- Document:
◆ ◆ ◆ ◆ ◆
Thanks for the explanation.

TBH, I'm failing to see how this is not inSANe, but I might be missing
something obvious.

What really bothers me is the lack of distinction between arguments
passed by value vs. arguments passed by reference. For me there is a
clear distinction.

Any argument passed by reference, i.e. pointer, obviously requires to be
validated at the actual usage site, which might be several levels deep
into the call chain. That obviously does not include by value arguments
which are passed on the stack due to exceeding the register passing
constraints,

But for arguments passed by value, I fail to see the justification.

The compiler can validate at the call site that the value arguments are
properly initialized both at compile and at runtime:

    1) If the argument value is a constant it is initialized

    2) If the argument value is read from memory at the call site, then
       the function which reads has to validate that the memory is
       initialized before reading it.

    3) If the argument value was returned from a previous function call
       then that invoked function has to make sure that the returned
       value is properly initialized.

    4) If the argument is a local variable which is not initialized
       that's catched at compile time with and without KMSAN. If people
       ignore that warning, then they will ignore the resulting KMSAN
       splat too.
=20=20=20=20=20=20=20=20
    5) If the argument is only propagated to the next call, then #1 - #4
       apply to the caller, i.e. all of that propagates through the
       call chain.

    6) If the argument is handed in from the previous caller and
       modified by the function which calls the next one, then still #1
       - #4 apply.

IOW, the producer of a value argument has to ensure that the value
argument is properly initialized.
◆ ◆ ◆ ◆ ◆
(Pointing and labeling entries)
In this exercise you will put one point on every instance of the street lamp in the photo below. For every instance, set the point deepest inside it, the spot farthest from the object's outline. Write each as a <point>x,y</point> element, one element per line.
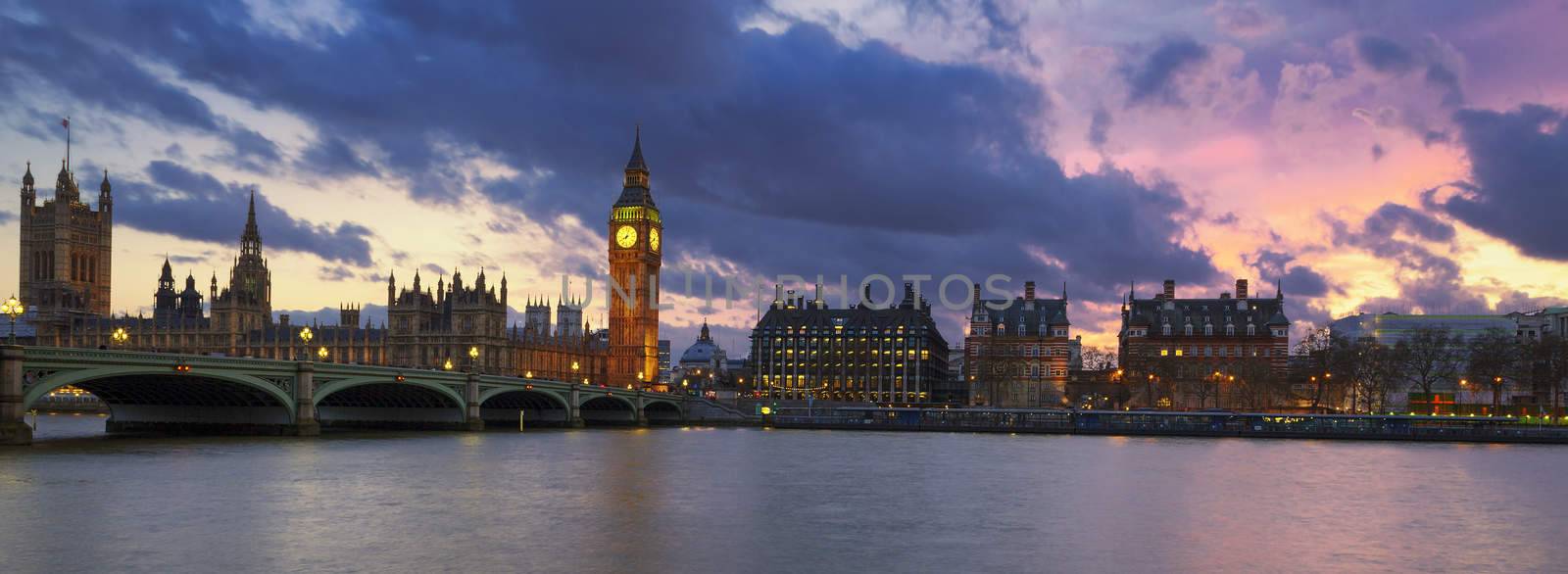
<point>13,308</point>
<point>305,338</point>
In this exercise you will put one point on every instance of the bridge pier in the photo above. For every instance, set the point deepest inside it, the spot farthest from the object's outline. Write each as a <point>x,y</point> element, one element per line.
<point>13,424</point>
<point>574,414</point>
<point>305,402</point>
<point>470,393</point>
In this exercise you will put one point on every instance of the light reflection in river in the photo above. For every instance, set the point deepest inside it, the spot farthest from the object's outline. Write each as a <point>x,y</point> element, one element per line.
<point>741,499</point>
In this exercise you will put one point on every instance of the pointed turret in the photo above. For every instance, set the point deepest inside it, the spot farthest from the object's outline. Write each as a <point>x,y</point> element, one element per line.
<point>634,188</point>
<point>251,239</point>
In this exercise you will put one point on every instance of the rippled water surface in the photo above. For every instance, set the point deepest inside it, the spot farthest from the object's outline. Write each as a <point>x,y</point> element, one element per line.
<point>745,499</point>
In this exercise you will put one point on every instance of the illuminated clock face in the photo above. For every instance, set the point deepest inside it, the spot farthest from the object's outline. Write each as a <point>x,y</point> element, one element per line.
<point>626,235</point>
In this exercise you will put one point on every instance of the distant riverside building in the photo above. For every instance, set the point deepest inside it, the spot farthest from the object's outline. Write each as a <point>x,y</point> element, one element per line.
<point>1395,328</point>
<point>67,284</point>
<point>663,362</point>
<point>1447,396</point>
<point>890,357</point>
<point>1018,350</point>
<point>1178,342</point>
<point>703,364</point>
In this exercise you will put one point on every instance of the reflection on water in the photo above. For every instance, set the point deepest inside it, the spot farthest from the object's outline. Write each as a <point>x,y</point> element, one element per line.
<point>703,499</point>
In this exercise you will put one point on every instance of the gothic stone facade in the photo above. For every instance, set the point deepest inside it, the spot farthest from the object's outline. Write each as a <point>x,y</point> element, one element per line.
<point>67,270</point>
<point>1018,350</point>
<point>65,250</point>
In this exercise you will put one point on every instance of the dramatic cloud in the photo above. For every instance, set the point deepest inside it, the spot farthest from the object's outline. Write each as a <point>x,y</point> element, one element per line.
<point>1277,266</point>
<point>1427,281</point>
<point>1152,78</point>
<point>1244,20</point>
<point>836,159</point>
<point>333,157</point>
<point>1518,185</point>
<point>109,78</point>
<point>1393,59</point>
<point>1385,55</point>
<point>188,204</point>
<point>1098,127</point>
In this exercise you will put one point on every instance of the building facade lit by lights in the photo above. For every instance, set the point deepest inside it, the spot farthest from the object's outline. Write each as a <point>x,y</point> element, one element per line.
<point>888,357</point>
<point>67,282</point>
<point>1183,342</point>
<point>1018,350</point>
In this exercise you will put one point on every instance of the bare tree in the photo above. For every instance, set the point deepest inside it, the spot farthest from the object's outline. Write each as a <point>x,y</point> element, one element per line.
<point>1494,362</point>
<point>1546,362</point>
<point>1431,358</point>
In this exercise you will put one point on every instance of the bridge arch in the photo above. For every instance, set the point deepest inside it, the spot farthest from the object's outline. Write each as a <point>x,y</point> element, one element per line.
<point>543,408</point>
<point>383,402</point>
<point>608,408</point>
<point>161,397</point>
<point>662,411</point>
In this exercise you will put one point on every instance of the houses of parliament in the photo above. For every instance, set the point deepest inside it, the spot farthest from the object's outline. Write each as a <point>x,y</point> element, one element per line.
<point>65,276</point>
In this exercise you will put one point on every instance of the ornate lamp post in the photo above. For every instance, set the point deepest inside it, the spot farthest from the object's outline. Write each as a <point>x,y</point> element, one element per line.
<point>13,308</point>
<point>305,338</point>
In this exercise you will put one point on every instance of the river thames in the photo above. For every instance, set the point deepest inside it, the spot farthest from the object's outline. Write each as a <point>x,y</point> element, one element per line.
<point>750,499</point>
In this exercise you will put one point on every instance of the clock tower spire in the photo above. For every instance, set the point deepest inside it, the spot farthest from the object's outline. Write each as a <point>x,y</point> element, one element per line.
<point>635,256</point>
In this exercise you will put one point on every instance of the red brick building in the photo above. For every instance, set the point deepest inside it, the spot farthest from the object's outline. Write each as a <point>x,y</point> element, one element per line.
<point>1018,352</point>
<point>1203,352</point>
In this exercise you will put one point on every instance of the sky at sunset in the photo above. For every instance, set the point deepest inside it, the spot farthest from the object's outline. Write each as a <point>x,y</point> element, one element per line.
<point>1368,156</point>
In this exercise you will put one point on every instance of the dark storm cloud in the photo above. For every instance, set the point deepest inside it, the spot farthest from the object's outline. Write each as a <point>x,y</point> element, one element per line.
<point>830,159</point>
<point>109,78</point>
<point>1518,185</point>
<point>1442,77</point>
<point>1427,281</point>
<point>196,206</point>
<point>1098,127</point>
<point>334,159</point>
<point>1388,57</point>
<point>1152,77</point>
<point>1280,268</point>
<point>1385,55</point>
<point>250,151</point>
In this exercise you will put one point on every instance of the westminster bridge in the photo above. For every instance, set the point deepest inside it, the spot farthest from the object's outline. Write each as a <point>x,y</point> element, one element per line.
<point>217,394</point>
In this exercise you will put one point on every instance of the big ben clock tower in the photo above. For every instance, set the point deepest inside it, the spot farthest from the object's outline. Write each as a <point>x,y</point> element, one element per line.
<point>635,255</point>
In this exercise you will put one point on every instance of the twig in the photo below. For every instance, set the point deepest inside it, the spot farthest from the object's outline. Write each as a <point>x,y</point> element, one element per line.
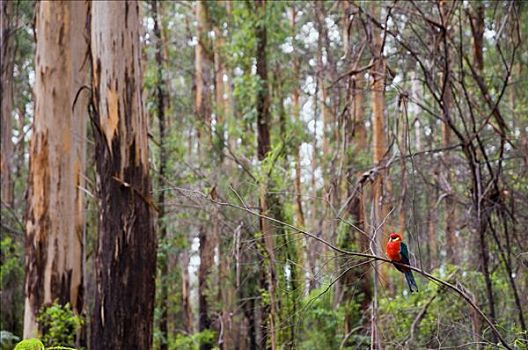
<point>374,257</point>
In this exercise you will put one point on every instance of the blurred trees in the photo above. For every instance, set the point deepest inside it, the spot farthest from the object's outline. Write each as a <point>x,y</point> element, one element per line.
<point>265,119</point>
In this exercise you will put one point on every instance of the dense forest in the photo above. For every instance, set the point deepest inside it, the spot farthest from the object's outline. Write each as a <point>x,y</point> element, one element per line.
<point>242,174</point>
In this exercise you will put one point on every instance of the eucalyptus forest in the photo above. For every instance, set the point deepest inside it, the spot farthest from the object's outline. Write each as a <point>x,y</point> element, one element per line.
<point>264,174</point>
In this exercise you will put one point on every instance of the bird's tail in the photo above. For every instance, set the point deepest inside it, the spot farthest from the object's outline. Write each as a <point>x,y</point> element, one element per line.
<point>411,282</point>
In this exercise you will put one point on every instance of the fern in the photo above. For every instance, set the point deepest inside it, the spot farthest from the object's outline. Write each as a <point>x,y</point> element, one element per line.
<point>36,344</point>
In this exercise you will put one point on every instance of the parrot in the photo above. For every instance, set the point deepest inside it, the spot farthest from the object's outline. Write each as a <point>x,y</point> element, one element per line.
<point>397,251</point>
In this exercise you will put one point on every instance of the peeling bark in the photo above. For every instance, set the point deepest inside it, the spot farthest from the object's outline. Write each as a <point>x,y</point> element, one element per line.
<point>126,249</point>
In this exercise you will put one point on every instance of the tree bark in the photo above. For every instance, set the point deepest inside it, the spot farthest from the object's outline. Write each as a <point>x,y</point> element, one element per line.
<point>202,105</point>
<point>268,312</point>
<point>161,101</point>
<point>7,61</point>
<point>447,105</point>
<point>126,249</point>
<point>377,73</point>
<point>55,212</point>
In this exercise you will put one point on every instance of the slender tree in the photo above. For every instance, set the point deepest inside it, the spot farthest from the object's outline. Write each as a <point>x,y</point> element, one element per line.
<point>55,213</point>
<point>126,248</point>
<point>7,61</point>
<point>161,102</point>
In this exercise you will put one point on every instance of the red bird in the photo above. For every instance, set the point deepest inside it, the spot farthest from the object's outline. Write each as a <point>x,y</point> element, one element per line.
<point>397,251</point>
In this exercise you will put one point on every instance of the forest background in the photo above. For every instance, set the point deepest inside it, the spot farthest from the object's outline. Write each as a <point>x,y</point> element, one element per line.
<point>184,175</point>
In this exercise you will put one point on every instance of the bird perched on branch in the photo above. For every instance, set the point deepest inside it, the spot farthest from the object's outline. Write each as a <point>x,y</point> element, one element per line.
<point>397,252</point>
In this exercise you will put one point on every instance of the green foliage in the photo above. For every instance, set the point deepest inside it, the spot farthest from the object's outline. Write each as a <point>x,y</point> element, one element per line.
<point>30,344</point>
<point>322,322</point>
<point>7,340</point>
<point>59,324</point>
<point>11,282</point>
<point>192,342</point>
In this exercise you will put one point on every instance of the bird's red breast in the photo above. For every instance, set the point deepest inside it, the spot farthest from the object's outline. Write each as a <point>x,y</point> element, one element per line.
<point>393,250</point>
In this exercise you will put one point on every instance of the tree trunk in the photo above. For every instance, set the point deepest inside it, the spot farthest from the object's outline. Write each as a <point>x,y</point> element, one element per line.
<point>202,106</point>
<point>377,73</point>
<point>161,101</point>
<point>208,235</point>
<point>7,61</point>
<point>268,312</point>
<point>126,251</point>
<point>55,212</point>
<point>186,293</point>
<point>449,217</point>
◆ ◆ ◆ ◆ ◆
- Exercises:
**1.** Using the post on value arguments, state whether each statement agrees with it: (a) The writer says arguments passed by reference must be validated at the actual usage site. (b) The writer says an uninitialized local variable is caught only when KMSAN is enabled. (c) The writer says the consumer of a value argument must ensure it is initialized. Answer yes or no for each, quoting the deciding words of the post.
**2.** Reproduce word for word the part of the post on value arguments that opens with the words containing "1) If the argument" and closes with "before reading it.".

- Results of the tasks:
**1.**
(a) Yes: "Any argument passed by reference, i.e. pointer, obviously requires to be validated at the actual usage site"
(b) No: "that's catched at compile time with and without KMSAN"
(c) No: "the producer of a value argument has to ensure that the value argument is properly initialized"

**2.**
1) If the argument value is a constant it is initialized

    2) If the argument value is read from memory at the call site, then
       the function which reads has to validate that the memory is
       initialized before reading it.